## [Text section]
Not all customers are the same

Differentiate your customers. Find the group that’s most profitable. Find the group that’s most likely to sneeze. Figure out how to develop/advertise/reward either group. Ignore the rest.

Your ads (and your products!) shouldn’t cater to the masses. Your ads (and products) should cater to the customers you’d choose if you could choose your customers.

How to be remarkable?

Remarkable isn’t always about changing the biggest machine in your factory. It can be the way you answer the phone, launch a new brand, or price a revision to your software.

Getting in the habit of doing the “unsafe” thing every time you have the opportunity is the best way to learn to project—you get practice at seeing what’s working and what’s not.

Explore the limits.

What if you’re the cheapest, the fastest, the slowest, the hottest, the coldest, the easiest, the most efficient, the loudest, the most hated, the copycat, the outsider, the hardest, the oldest, the newest, the . . . most!

If there’s a limit, you should (must) test it.

Think small.

One vestige of the TV-INDUSTRIAL complex is a need to think mass. If it doesn’t appeal to everyone, the thinking goes, it’s not worth it. No longer.

Think of the smallest conceivable market, and create a product that overwhelms it with its remarkability. Go from there.

## [Exercise set]
**1)** In the marketing advice text, what should be done with customers outside the most profitable group and the group most likely to sneeze?
**2)** Continue the marketing advice text from where it ends.

Data listing:
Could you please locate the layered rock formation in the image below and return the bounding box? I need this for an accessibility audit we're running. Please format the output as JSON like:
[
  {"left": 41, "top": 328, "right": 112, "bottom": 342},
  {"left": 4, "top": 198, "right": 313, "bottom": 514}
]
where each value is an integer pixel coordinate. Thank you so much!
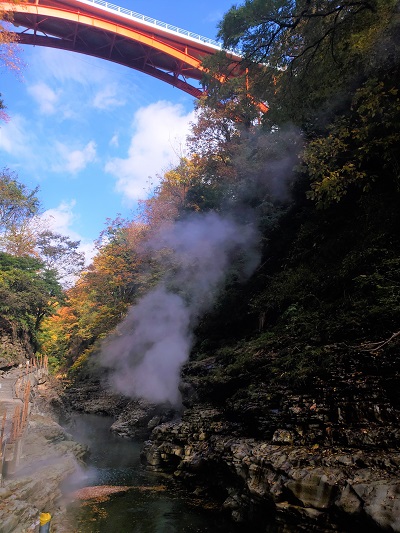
[{"left": 139, "top": 344, "right": 400, "bottom": 532}]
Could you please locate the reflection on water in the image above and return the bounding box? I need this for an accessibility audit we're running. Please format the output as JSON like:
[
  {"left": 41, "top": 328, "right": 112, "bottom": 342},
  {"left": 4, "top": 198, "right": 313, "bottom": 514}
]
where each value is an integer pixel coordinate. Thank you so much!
[{"left": 64, "top": 414, "right": 238, "bottom": 533}]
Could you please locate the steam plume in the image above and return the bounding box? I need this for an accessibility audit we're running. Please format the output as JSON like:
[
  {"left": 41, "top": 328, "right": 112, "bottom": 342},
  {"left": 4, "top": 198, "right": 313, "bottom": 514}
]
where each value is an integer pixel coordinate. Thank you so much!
[{"left": 102, "top": 213, "right": 259, "bottom": 405}]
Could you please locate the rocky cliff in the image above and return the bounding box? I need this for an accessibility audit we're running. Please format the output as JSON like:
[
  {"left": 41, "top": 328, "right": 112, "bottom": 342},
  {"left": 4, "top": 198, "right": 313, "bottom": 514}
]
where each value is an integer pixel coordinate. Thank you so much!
[
  {"left": 0, "top": 316, "right": 33, "bottom": 370},
  {"left": 139, "top": 340, "right": 400, "bottom": 532}
]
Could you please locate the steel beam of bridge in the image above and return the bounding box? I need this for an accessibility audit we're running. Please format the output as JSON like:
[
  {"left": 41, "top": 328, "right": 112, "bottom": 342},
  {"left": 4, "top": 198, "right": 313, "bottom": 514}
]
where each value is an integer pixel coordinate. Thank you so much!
[{"left": 0, "top": 0, "right": 240, "bottom": 98}]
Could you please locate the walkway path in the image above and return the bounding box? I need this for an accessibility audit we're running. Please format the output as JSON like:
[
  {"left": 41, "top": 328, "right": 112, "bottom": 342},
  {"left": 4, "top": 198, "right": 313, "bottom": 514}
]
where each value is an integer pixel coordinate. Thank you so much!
[{"left": 0, "top": 368, "right": 24, "bottom": 440}]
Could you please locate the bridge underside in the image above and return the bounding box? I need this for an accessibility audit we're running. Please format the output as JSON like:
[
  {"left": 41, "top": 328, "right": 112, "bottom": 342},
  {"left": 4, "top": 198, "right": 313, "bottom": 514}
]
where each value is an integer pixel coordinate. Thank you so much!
[{"left": 6, "top": 0, "right": 238, "bottom": 98}]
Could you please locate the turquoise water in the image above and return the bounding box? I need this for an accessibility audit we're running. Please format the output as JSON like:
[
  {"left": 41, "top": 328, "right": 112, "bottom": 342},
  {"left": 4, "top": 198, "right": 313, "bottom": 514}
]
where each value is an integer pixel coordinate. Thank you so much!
[{"left": 65, "top": 413, "right": 240, "bottom": 533}]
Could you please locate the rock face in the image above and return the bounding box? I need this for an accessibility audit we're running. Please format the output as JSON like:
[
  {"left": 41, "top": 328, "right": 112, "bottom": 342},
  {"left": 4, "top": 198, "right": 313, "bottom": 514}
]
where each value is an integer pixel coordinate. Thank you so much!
[
  {"left": 139, "top": 348, "right": 400, "bottom": 532},
  {"left": 0, "top": 378, "right": 87, "bottom": 533},
  {"left": 66, "top": 382, "right": 177, "bottom": 439},
  {"left": 143, "top": 409, "right": 400, "bottom": 531},
  {"left": 0, "top": 316, "right": 33, "bottom": 369}
]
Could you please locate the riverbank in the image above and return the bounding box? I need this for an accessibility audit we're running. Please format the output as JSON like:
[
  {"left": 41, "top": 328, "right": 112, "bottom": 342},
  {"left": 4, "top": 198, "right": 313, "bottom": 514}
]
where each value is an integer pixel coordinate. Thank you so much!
[{"left": 0, "top": 378, "right": 87, "bottom": 533}]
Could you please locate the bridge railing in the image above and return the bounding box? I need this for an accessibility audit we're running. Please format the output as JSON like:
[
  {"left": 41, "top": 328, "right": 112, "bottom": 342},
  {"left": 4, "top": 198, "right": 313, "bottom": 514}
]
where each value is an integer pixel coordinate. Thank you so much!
[{"left": 76, "top": 0, "right": 222, "bottom": 50}]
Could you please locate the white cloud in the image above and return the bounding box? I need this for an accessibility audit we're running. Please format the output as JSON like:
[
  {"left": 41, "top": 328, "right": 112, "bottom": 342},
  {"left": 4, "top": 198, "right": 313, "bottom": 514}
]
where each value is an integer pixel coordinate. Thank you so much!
[
  {"left": 53, "top": 141, "right": 96, "bottom": 174},
  {"left": 105, "top": 101, "right": 194, "bottom": 200},
  {"left": 40, "top": 200, "right": 77, "bottom": 234},
  {"left": 93, "top": 84, "right": 125, "bottom": 110},
  {"left": 29, "top": 47, "right": 105, "bottom": 85},
  {"left": 38, "top": 200, "right": 96, "bottom": 264},
  {"left": 108, "top": 133, "right": 119, "bottom": 148},
  {"left": 0, "top": 115, "right": 32, "bottom": 158},
  {"left": 27, "top": 81, "right": 60, "bottom": 115}
]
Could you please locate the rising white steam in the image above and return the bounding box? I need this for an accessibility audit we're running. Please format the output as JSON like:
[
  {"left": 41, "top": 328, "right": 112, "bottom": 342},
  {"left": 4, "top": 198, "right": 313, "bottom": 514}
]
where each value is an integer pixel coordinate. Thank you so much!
[{"left": 102, "top": 213, "right": 259, "bottom": 405}]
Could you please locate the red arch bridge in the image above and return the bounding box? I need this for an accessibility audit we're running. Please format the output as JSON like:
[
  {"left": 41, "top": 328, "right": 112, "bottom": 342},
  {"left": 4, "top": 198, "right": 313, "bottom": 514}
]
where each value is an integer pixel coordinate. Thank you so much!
[{"left": 0, "top": 0, "right": 266, "bottom": 105}]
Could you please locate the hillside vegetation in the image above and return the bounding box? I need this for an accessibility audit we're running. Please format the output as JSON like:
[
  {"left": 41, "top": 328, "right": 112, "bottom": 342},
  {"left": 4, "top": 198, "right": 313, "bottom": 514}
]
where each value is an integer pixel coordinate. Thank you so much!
[{"left": 0, "top": 0, "right": 400, "bottom": 394}]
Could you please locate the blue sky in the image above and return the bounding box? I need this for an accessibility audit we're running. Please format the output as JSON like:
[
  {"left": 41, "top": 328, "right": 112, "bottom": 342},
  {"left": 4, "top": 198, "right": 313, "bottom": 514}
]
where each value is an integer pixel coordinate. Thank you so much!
[{"left": 0, "top": 0, "right": 233, "bottom": 255}]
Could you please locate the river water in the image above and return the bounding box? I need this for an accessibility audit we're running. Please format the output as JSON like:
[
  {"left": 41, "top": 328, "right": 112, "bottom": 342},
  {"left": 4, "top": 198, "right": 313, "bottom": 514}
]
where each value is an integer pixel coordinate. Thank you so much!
[{"left": 65, "top": 413, "right": 244, "bottom": 533}]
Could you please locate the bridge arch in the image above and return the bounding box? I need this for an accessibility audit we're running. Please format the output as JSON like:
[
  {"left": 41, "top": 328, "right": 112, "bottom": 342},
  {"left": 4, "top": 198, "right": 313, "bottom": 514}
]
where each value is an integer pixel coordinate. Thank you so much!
[{"left": 0, "top": 0, "right": 240, "bottom": 98}]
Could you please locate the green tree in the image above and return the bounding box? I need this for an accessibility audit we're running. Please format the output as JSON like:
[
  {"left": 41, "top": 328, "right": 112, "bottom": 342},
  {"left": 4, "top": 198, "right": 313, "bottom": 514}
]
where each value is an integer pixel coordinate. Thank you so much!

## [The replies]
**1)** Ignore them.

**2)**
Outsource.

If the factory is giving you a hard time about jazzing up the product, go elsewhere. There are plenty of job shops that would be delighted to take on your product. After it works, the factory will probably be happy to take the product back.

Build and use a permission asset.

Once you have the ability to talk directly to your most loyal customers, it gets much easier to develop and sell amazing things. Without the filters of advertising, wholesalers, and retailers, you can create products that are far more remarkable.

Copy.

Not from your industry, but from any other industry. Find an industry duller than yours, discover who’s remarkable (it won’t take long), and do what they did.

Ask, “Why not?”

Almost everything you don’t do has no good reason for it. Almost everything you don’t do is the result of fear or inertia or a historical lack of someone asking, “Why not?”